* [Goal 1]: Convert the records below into a numbered list, leaving out blank lines and covering everything from the line containing "Identify the foam" down to the end of the records.
+++ Source excerpt
Anurupa Roy’s contemporary retelling of the epic uses a melange of cultural influences to focus on 14 characters.
Located on the banks of the winding river Meuse that flows northwards from France, the two historically distinct communes that make up the French town of Charleville Mézières were once connected only by a suspension bridge. Now conjoined, they share a common cultural identity. In late September, the town celebrated the 19th edition of its international puppetry festival—the Festival Mondial des Théâtres de Marionnettes, arguably the largest gathering of puppeteers from all five continents, which attracts an audience in excess of 150,000 people. Over the years, the town has acquired the reputation of being the World Capital of Puppetry Arts.
During the nine days of the festival (a biennial event since 2011), Charleville Mézières is transformed into a puppeteer’s paradise, with halls, gymnasiums, streets and squares, all commandeered into hosting superlative puppet acts and the ostensibly inanimate beings that populate them. One of the fixtures this year, from Spain’s Centre de Titelles de Lleida, featured a rambling Indian elephant, a single life-size puppet handled by three puppeteers. The itinerant show was quite appropriately titled Hathi, and its pachydermic protagonist trawled the city in majestic fashion accompanied by “Hindu music,” attracting captivated onlookers at each turn. Hathi brings to mind the recent Aasakta production, Gajab Kahani, which focused on an Indian elephant’s arduous trek across Europe circa 1551, as immortalized in José Saramago’s novel.
Another Indian attraction unfolded at a local basketball court — Heer Ke Waris, presented by the Ishara Puppet Theatre Trust. Directed by one of the flag-bearers of Indian puppetry, Dadi Pudumjee, the play drew from the classic 18th-century tale of Heer and Ranjha, as ascribed by Waris Shah, and presented a contemporary telling that interwove puppets, actors, masks, and movement. The festival itself supports a slew of international co-productions, and one of the beneficiaries has been the Katkatha Puppet Arts Trust. Under the aegis of this collaboration, they presented their bold new version of The Mahabharata, helmed by artistic director Anurupa Roy. The production employs the Japanese technique of Bunraku, masks and shadow theatre, elements of chau and kalaripayattu, and a melange of other influences to create a compressed interpretation of the epic with a focus on just 14 characters, and a running time of 70 minutes.
Eschewing the mainstream
Roy’s production opened last year in August at Ranga Shankara, Bengaluru, and has toured sporadically throughout the year, including a stint in France. It interestingly eschews the mainstream Ved Vyasa version of the epic, instead of drawing extensively from the oral traditions of the Togalu Gombeyaata, a form of shadow puppetry prevalent in Karnataka that employs puppets made of leather. Roy’s team was able to discover detailed stories obscured in the Vyasa manuscript. For instance, the plight of Subala, starved to death by Bhishma, provides us some rationale behind his son Shakuni’s diabolical plan for vengeance. His dice were made from the bones of his father’s right hand. Krishna is conspicuous by his absence—a choice the team continue to grapple with. Only his death due to Gandhari’s curse is foregrounded. “We wanted to emphasize the omnipotence of Krishna, and also dilute the idea that the war was between his friends and foes. The Mahabharata is a great leveler, and his absence makes him almost equal to the other fourteen characters,” says Roy. Balancing out both sides keeps the material resolutely in the gray, rather than the good-versus-evil crusade that the Great War is often represented as.
++++++
+++ Records to use
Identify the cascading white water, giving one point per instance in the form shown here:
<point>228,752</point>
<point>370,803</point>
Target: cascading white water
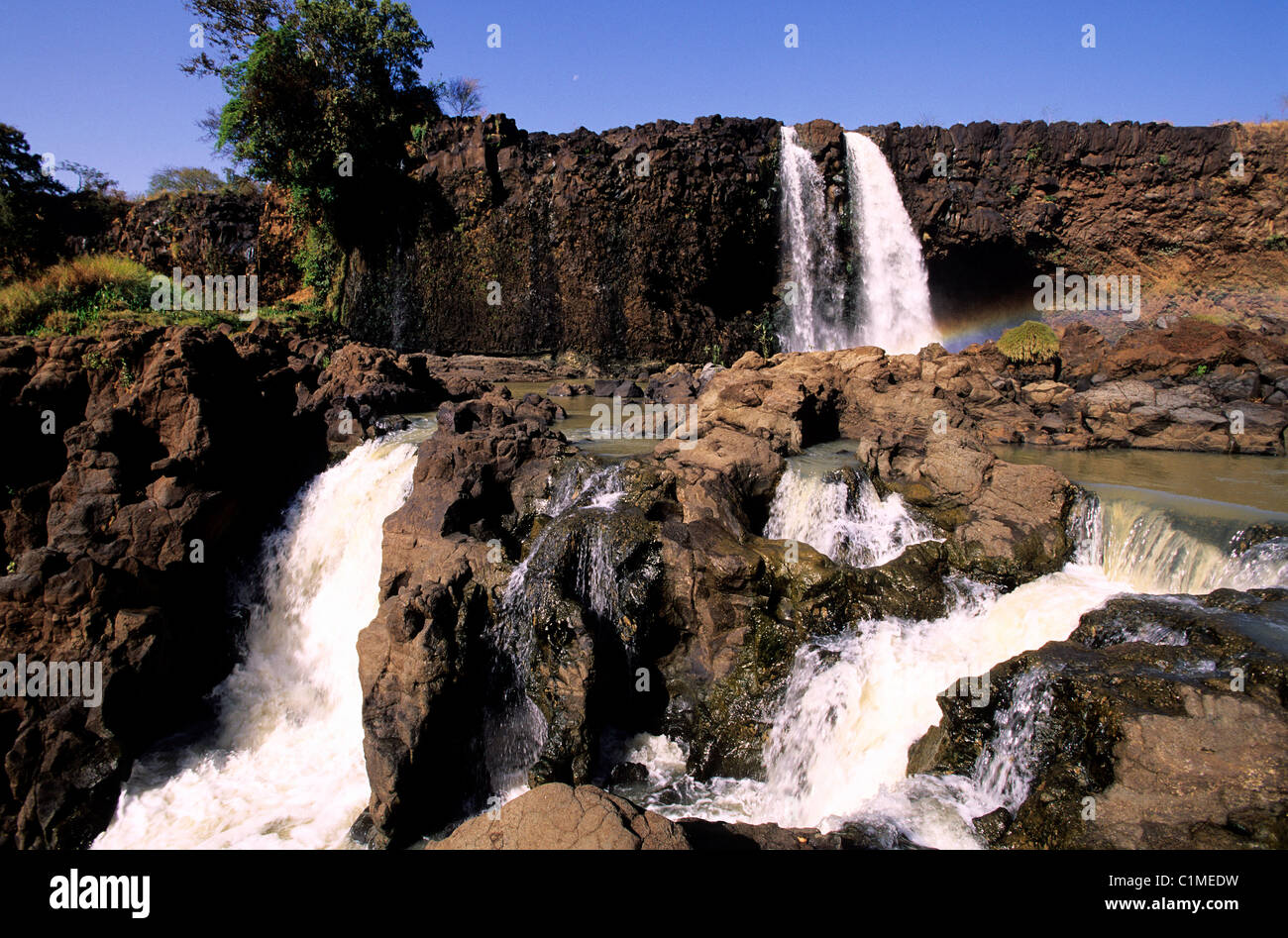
<point>518,731</point>
<point>815,307</point>
<point>1005,766</point>
<point>286,765</point>
<point>859,528</point>
<point>855,702</point>
<point>1145,547</point>
<point>896,311</point>
<point>893,307</point>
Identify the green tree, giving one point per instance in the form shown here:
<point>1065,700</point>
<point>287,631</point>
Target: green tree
<point>26,195</point>
<point>183,179</point>
<point>463,97</point>
<point>322,101</point>
<point>89,179</point>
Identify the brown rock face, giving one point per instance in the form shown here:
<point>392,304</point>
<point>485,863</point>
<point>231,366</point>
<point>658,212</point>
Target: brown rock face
<point>636,241</point>
<point>145,468</point>
<point>561,817</point>
<point>218,234</point>
<point>430,671</point>
<point>668,612</point>
<point>1193,385</point>
<point>664,239</point>
<point>1151,200</point>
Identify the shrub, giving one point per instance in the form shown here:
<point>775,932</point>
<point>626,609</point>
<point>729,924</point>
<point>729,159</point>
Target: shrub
<point>73,292</point>
<point>1029,343</point>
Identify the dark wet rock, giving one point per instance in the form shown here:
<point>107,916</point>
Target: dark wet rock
<point>993,825</point>
<point>430,672</point>
<point>1167,727</point>
<point>561,817</point>
<point>171,454</point>
<point>627,774</point>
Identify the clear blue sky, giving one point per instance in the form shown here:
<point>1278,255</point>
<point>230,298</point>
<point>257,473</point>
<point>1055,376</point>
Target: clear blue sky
<point>97,81</point>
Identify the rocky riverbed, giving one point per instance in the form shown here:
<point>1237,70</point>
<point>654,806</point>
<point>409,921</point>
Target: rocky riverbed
<point>536,604</point>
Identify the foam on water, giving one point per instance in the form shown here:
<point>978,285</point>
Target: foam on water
<point>284,766</point>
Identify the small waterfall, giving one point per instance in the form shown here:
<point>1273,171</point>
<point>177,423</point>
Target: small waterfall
<point>516,731</point>
<point>1005,767</point>
<point>1154,552</point>
<point>815,305</point>
<point>855,527</point>
<point>896,289</point>
<point>284,767</point>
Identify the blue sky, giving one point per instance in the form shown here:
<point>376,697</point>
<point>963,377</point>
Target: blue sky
<point>98,81</point>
++++++
* [Goal 2]:
Answer briefly from the puppetry festival article:
(a) How many people does the Charleville Mézières festival attract?
(b) Which trust presented Heer Ke Waris?
(c) What were Shakuni's dice made from?

* [Full solution 1]:
1. Identify the foam on water, giving one point per instance in the form shown here:
2. <point>978,285</point>
3. Target: foam on water
4. <point>284,766</point>
5. Identify the small waterfall, giving one point per instance in the form shown here:
6. <point>1273,171</point>
7. <point>177,423</point>
8. Target: small waterfall
9. <point>516,731</point>
10. <point>1005,767</point>
11. <point>1154,552</point>
12. <point>815,305</point>
13. <point>855,527</point>
14. <point>896,289</point>
15. <point>284,767</point>
16. Identify the blue sky, giving one point per instance in the form shown here:
17. <point>376,697</point>
18. <point>963,377</point>
19. Target: blue sky
20. <point>98,81</point>

* [Full solution 2]:
(a) In excess of 150,000 people.
(b) The Ishara Puppet Theatre Trust.
(c) The bones of his father's right hand.